#### WHAT TO WORK ON
Output the material below in its entirety, exactly as given.

--- SUPPLIED DATA ---

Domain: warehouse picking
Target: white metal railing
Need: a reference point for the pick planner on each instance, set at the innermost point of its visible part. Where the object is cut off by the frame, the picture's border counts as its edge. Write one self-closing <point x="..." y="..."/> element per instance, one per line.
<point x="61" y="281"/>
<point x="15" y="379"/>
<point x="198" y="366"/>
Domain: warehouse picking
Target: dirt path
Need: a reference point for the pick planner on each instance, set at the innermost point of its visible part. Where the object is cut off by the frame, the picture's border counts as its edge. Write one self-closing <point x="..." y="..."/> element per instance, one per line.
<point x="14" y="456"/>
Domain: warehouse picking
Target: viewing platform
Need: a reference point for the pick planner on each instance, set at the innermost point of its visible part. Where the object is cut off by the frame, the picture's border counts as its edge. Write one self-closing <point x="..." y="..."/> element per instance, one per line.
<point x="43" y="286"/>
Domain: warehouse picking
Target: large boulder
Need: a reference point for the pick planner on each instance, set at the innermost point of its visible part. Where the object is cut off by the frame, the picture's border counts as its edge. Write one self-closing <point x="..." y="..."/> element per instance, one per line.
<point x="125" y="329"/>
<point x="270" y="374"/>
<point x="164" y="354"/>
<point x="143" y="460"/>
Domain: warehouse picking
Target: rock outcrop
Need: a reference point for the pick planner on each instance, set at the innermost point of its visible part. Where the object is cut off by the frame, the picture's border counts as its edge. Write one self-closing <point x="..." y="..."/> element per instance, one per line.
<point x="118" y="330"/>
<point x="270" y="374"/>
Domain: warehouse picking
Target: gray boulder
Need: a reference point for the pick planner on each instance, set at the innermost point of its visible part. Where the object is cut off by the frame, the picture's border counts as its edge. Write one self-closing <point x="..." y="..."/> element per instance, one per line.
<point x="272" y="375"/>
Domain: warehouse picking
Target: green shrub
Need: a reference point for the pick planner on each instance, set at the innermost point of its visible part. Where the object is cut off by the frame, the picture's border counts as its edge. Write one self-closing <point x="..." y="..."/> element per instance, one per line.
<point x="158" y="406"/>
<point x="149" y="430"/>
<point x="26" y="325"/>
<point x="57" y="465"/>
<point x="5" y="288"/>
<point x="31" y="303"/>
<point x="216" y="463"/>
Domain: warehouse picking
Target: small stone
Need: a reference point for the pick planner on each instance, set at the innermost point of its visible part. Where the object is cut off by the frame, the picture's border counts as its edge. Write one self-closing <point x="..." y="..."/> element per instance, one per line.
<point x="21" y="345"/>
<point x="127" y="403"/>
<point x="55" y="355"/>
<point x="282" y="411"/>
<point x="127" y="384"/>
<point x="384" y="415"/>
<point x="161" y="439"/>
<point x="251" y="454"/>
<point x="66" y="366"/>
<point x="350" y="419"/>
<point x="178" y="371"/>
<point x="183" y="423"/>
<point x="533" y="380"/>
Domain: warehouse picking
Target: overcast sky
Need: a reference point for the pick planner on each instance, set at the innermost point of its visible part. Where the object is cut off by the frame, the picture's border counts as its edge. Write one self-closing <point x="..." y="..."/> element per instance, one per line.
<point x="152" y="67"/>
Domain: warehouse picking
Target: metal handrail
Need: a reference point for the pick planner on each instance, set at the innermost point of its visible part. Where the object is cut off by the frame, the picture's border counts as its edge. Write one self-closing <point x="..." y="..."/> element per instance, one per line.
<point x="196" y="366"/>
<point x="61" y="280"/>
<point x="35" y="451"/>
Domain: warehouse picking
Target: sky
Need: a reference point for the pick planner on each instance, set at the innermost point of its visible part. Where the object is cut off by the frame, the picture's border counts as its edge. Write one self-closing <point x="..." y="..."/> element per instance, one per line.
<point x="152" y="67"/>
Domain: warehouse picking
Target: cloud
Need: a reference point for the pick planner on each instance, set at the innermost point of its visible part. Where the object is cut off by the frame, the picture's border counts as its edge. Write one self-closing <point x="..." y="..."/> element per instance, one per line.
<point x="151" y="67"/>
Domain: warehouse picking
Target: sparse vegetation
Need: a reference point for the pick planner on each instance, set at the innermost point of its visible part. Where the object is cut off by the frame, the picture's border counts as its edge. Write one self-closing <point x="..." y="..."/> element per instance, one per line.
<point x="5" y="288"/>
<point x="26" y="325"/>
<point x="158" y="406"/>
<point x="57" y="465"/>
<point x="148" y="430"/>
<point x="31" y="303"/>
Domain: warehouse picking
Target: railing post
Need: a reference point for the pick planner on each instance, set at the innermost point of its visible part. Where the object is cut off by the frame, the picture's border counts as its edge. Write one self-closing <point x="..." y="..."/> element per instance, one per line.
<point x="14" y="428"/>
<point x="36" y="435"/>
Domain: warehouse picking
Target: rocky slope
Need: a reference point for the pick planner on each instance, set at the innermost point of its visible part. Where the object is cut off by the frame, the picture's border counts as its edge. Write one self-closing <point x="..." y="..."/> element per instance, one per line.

---

#### ANSWER TO THE PROBLEM
Domain: warehouse picking
Target: white metal railing
Need: a reference point for the pick planner on each instance, set at the innermost point of its visible part. Where the object is cut off by the frame, the picture's border counts as its edge. Write one self-closing <point x="..." y="..."/> element per instance, one per line.
<point x="61" y="281"/>
<point x="15" y="379"/>
<point x="198" y="366"/>
Domain: warehouse picking
Target: dirt path
Need: a reference point for the pick planner on each instance, set at the innermost point of its visible part. Where the object is cut off by the frame, the picture's border counts as its edge. Write one self-closing <point x="..." y="..."/> element per instance, one per line.
<point x="14" y="456"/>
Domain: warehouse picking
Target: viewing platform
Need: a reference point for the pick planner on each instance, set at the innermost point of its visible part. Where the object is cut off by the frame, the picture's border counts as its edge. Write one self-closing <point x="..." y="..."/> element per instance, one per line.
<point x="43" y="286"/>
Domain: warehouse picking
Target: large boulder
Need: a reference point for the pick planner on each instance, set at the innermost point of its visible part. Where the object is cut off by the frame, the picture's border counts as its edge. Write one self-closing <point x="..." y="..."/> element per instance, one per line.
<point x="125" y="329"/>
<point x="270" y="374"/>
<point x="164" y="354"/>
<point x="143" y="460"/>
Domain: warehouse picking
Target: rock outcrop
Need: a reference point for the pick planner on each instance, set at the innermost point of its visible part. Where the object is cut off by the frame, the picture's border counts as its edge. Write one self-closing <point x="..." y="..."/> element per instance, one per line.
<point x="118" y="330"/>
<point x="270" y="374"/>
Domain: warehouse picking
Target: gray boulder
Need: a reference point for the pick planner on each instance, set at the innermost point of its visible part. Where the object is cut off by the frame, the picture's border counts as its edge. Write one self-closing <point x="..." y="..."/> element per instance, one per line.
<point x="272" y="375"/>
Domain: warehouse picking
Target: green shrub
Need: a reference point for the pick planner on each instance, set at the innermost point of its visible part. Where the object is cut off by the frame, the picture's border counts as its edge. Write one self-closing <point x="..." y="..."/> element per instance, one per line.
<point x="158" y="406"/>
<point x="149" y="430"/>
<point x="26" y="325"/>
<point x="57" y="465"/>
<point x="5" y="288"/>
<point x="31" y="303"/>
<point x="216" y="463"/>
Domain: warehouse picking
Target: small stone
Need: a reference point for the pick planner on each instance, set at the innermost point of its visible part. Where the object is cut off by the frame, the picture's border counts as its edge. Write one self-closing <point x="..." y="..."/> element per instance, one per line.
<point x="21" y="345"/>
<point x="127" y="403"/>
<point x="55" y="355"/>
<point x="282" y="411"/>
<point x="127" y="384"/>
<point x="384" y="415"/>
<point x="161" y="439"/>
<point x="251" y="454"/>
<point x="66" y="366"/>
<point x="350" y="419"/>
<point x="178" y="371"/>
<point x="183" y="423"/>
<point x="533" y="380"/>
Domain: warehouse picking
Target: overcast sky
Need: a reference point for the pick planner on each instance, set at the innermost point of its visible part. Where the object is cut off by the frame, the picture's border counts as its edge. Write one self-closing <point x="..." y="..."/> element per instance, one per line.
<point x="152" y="67"/>
Domain: warehouse picking
Target: metal handrail
Need: a reference point for the pick planner on each instance, set at the innermost point of its visible part. Where the object is cut off by the frame, the picture's border counts as its edge. Write one self-closing <point x="..." y="..."/> element per instance, one per line.
<point x="196" y="366"/>
<point x="61" y="280"/>
<point x="35" y="451"/>
Domain: warehouse picking
Target: sky
Need: a reference point for the pick planner on each instance, set at the innermost point of its visible part. Where the object is cut off by the frame, the picture's border counts as its edge. Write one self-closing <point x="..." y="..."/> element per instance, one per line.
<point x="152" y="67"/>
Domain: warehouse picking
Target: cloud
Need: a reference point for the pick planner on each instance, set at the innermost point of its visible part. Where the object is cut off by the frame, the picture's border counts as its edge. Write one self-closing <point x="..." y="..."/> element per instance, one per line.
<point x="151" y="67"/>
Domain: warehouse picking
Target: sparse vegetation
Need: a reference point for the pick planner on each instance, set at the innermost point of its visible part. Where the object is cut off by the frame, the picture's border counts as its edge. Write one self-closing <point x="..." y="..."/> element per instance, one per line.
<point x="5" y="288"/>
<point x="26" y="325"/>
<point x="158" y="406"/>
<point x="57" y="465"/>
<point x="148" y="430"/>
<point x="31" y="303"/>
Domain: warehouse picking
Target: railing post
Need: a reference point for the pick planner on each instance, set at the innermost point of its visible part. Where the object is cut off by the frame, the picture's border counts as its edge. Write one self-closing <point x="..." y="..."/> element per instance, one per line.
<point x="14" y="428"/>
<point x="36" y="435"/>
Domain: warehouse picking
Target: rocky slope
Need: a reference point for the pick planner on each instance, set at the innermost point of its visible part. Where the object is cut off by the frame, the picture's border counts as its edge. Write one self-closing <point x="..." y="..."/> element per instance, one per line.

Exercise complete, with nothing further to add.